**What to work on**:
From the records below, set down exactly the lines starting with the line that contains "Target: brown bract" and going on through the line that contains "[(56, 165), (217, 147)]". Nothing else is wanted.

[Referring expression data]
***

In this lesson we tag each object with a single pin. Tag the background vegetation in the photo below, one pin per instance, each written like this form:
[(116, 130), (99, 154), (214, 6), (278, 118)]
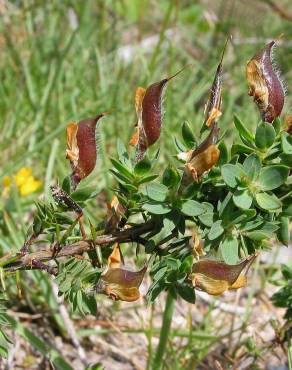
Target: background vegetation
[(62, 61)]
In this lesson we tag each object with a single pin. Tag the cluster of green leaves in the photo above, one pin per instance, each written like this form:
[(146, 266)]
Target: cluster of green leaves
[(4, 322), (76, 280), (237, 207)]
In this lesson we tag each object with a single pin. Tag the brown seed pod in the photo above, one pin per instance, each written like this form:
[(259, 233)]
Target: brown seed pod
[(203, 158), (213, 106), (214, 277), (118, 282), (264, 84), (81, 152), (149, 112)]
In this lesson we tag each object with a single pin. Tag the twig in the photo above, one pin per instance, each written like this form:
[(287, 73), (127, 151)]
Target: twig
[(24, 262)]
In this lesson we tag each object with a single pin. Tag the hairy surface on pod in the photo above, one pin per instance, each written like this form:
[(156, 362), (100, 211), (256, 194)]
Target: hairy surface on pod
[(151, 112), (219, 270), (86, 143), (265, 85)]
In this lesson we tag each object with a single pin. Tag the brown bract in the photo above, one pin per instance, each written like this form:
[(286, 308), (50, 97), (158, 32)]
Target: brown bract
[(214, 277), (265, 85), (115, 213), (118, 282), (288, 124), (213, 106), (203, 158), (149, 115), (81, 152)]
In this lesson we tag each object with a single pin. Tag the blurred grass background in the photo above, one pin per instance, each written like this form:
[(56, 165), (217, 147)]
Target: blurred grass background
[(63, 61)]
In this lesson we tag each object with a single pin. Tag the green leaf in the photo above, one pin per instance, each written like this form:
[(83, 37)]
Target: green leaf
[(258, 235), (187, 264), (170, 177), (192, 208), (242, 199), (277, 125), (240, 148), (145, 179), (286, 159), (188, 136), (122, 169), (83, 194), (287, 211), (268, 202), (156, 191), (252, 166), (156, 208), (66, 184), (272, 177), (283, 233), (231, 173), (216, 230), (186, 292), (224, 156), (286, 141), (229, 250), (265, 135), (122, 154), (207, 218), (242, 130), (142, 167)]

***

**Solution below**:
Target: brown bract
[(214, 277), (265, 85), (115, 213), (118, 282), (288, 124), (213, 106), (203, 158), (149, 115), (81, 152)]
In this lesson we tag each object with a single pin. Tag the blurred grass background in the photo above, one pin per instance, each written like this form:
[(56, 165), (217, 147)]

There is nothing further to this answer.